• _AIM OF THE EXERCISE_
Copy only what runs from the line containing "bird's leg in this photo." through the end of the material below, line for line, with both ends included.

• _Object location annotation data_
╔══

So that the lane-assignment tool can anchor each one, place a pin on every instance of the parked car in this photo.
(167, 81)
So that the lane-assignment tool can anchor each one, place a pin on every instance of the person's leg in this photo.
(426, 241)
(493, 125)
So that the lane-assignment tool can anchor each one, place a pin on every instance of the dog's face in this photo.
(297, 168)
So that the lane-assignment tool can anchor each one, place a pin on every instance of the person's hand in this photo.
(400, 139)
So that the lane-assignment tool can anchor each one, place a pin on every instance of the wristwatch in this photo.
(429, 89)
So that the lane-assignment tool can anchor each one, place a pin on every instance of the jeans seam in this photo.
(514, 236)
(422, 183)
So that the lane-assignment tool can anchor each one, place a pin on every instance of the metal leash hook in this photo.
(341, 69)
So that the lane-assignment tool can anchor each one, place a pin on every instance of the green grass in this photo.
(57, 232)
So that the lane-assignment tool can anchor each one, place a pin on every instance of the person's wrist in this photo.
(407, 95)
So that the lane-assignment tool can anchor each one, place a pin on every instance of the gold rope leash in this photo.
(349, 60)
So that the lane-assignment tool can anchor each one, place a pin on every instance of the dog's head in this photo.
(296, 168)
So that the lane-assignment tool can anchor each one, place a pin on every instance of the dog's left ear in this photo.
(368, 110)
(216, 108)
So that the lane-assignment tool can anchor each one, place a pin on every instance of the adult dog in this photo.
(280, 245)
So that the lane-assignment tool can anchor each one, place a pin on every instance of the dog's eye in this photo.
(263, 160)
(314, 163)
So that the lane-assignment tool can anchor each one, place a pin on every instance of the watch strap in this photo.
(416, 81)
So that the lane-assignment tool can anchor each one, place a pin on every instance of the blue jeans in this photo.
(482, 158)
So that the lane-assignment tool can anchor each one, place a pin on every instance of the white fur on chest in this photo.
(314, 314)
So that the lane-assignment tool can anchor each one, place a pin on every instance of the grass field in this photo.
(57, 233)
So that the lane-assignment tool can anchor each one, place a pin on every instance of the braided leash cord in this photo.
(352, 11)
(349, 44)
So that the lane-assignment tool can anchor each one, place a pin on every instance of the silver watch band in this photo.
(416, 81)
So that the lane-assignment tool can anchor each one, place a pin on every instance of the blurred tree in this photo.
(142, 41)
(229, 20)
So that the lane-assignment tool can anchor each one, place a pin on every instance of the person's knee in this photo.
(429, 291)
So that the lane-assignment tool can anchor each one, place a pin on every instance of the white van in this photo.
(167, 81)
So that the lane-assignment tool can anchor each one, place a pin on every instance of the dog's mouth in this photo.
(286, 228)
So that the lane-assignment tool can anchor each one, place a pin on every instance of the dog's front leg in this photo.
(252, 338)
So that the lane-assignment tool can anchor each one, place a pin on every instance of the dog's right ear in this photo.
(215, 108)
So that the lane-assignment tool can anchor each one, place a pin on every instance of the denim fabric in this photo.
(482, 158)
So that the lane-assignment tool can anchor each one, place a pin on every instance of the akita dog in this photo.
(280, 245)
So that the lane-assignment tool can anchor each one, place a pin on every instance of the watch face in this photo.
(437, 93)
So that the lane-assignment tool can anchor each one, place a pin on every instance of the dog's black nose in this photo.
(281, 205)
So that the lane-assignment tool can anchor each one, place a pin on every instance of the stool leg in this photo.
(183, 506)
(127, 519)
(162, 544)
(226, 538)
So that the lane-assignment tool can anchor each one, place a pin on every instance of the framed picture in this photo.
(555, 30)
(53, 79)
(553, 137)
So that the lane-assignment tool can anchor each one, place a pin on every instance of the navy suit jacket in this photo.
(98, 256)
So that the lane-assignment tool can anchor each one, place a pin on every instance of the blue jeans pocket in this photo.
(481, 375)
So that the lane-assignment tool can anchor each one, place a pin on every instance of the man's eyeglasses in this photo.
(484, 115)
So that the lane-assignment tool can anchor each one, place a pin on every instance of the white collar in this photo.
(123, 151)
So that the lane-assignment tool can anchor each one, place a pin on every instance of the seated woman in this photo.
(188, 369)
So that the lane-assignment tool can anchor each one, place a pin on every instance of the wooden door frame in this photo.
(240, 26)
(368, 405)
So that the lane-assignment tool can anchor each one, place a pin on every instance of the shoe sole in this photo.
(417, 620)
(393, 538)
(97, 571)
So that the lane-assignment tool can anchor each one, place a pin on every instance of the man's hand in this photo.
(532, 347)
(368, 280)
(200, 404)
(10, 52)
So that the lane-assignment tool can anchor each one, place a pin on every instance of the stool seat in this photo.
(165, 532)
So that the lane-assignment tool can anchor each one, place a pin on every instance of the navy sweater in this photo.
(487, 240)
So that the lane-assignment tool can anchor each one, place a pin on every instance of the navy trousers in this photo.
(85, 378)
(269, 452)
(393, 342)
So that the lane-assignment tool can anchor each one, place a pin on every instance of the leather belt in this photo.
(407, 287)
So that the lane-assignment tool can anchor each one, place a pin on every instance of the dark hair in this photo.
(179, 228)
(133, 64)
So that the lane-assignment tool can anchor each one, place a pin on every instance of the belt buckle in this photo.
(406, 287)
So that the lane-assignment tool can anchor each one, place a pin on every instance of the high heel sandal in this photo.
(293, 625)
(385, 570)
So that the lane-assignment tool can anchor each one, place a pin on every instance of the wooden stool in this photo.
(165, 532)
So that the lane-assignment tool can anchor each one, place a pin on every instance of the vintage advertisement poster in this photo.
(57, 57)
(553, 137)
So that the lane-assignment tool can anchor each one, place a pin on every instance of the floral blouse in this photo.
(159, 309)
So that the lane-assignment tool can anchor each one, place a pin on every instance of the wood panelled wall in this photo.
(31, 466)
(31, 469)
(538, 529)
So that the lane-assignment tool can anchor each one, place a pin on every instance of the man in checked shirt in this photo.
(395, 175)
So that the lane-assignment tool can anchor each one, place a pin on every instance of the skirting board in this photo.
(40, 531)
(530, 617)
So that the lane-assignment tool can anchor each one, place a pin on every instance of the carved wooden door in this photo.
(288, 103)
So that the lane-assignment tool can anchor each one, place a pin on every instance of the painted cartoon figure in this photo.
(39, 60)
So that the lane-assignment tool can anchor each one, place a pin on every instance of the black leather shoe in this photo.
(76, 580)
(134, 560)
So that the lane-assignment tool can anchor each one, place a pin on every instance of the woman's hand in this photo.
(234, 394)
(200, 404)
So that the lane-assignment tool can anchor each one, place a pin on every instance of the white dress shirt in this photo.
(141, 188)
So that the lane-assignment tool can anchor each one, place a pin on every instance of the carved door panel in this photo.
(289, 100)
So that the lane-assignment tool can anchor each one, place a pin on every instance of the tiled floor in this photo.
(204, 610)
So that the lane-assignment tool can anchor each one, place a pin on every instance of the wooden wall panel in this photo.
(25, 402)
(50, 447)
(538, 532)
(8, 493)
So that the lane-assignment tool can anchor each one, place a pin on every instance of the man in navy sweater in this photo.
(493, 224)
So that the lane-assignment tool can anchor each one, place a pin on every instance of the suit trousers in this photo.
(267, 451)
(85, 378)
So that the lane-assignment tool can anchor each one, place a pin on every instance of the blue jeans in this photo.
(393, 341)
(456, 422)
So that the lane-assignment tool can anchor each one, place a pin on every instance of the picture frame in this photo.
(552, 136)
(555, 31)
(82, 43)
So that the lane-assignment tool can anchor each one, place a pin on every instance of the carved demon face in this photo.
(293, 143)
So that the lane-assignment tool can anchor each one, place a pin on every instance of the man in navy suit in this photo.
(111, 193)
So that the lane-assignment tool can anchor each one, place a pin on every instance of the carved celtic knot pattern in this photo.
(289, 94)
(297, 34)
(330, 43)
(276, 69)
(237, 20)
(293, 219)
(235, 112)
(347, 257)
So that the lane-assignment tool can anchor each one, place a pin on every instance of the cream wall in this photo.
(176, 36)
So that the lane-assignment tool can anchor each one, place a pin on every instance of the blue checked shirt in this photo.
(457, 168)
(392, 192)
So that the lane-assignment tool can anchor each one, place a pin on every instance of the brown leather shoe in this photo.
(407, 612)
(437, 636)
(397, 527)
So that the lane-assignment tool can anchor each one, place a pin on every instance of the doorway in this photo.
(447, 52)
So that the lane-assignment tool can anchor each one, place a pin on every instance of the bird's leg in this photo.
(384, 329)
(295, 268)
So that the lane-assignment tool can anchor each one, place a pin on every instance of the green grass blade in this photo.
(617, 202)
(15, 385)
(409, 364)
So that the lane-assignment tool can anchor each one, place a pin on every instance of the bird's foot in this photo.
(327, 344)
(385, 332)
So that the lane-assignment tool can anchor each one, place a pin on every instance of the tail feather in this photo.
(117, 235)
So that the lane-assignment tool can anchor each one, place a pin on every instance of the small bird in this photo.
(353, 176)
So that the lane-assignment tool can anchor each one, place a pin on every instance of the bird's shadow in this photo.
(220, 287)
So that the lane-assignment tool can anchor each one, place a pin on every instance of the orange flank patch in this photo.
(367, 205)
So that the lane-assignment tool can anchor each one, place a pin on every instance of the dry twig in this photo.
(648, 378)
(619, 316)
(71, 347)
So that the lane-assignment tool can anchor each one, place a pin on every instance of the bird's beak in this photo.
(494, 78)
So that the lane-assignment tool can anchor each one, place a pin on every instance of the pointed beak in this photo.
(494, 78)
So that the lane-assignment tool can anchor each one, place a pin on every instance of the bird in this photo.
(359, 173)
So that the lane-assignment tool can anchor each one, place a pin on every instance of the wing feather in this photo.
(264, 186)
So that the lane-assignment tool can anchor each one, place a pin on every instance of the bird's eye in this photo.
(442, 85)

╚══

• _REPLY_
So that the lane-assignment tool can anchor each one, place a pin on every instance of the bird's leg in this photo.
(384, 329)
(295, 268)
So that the lane-assignment tool can anchor each one, place a pin on every instance of the green grass blade in this photo.
(617, 202)
(15, 385)
(409, 364)
So that the lane-assignment tool can anchor each one, place a pin on every instance of the bird's foot in this photo.
(327, 344)
(385, 332)
So that the lane-assignment tool can anchor each one, place a pin on every instance of the tail feather in this photo.
(117, 235)
So that the lane-assignment tool can anchor each one, place a pin on every instance of the small bird in this photo.
(353, 176)
So that the lane-assignment tool can anchor each one, place a pin on every instance of the bird's shadow in this photo.
(220, 287)
So that the lane-assignment tool can anchor each one, place a pin on every instance of the orange flank patch in this photo.
(367, 205)
So that the lane-assignment tool can anchor each one, place a pin on every instance of the dry twig in this photo.
(648, 378)
(619, 316)
(71, 347)
So that the lane-assignment tool can anchor each one, place a pin on every instance of the bird's beak in this photo.
(494, 78)
So that the lane-assignment tool can anchor each one, place a pin on every instance of the pointed beak in this photo.
(494, 78)
So that the lane-assignment tool can anchor each one, place a pin on every instance of the bird in this photo.
(359, 173)
So that the lane-assignment tool can anchor each one, place a pin on every instance of the wing feather in this photo.
(264, 186)
So that the lane-assignment tool can anchor each one, place a pin on every instance of the bird's eye in this photo.
(442, 85)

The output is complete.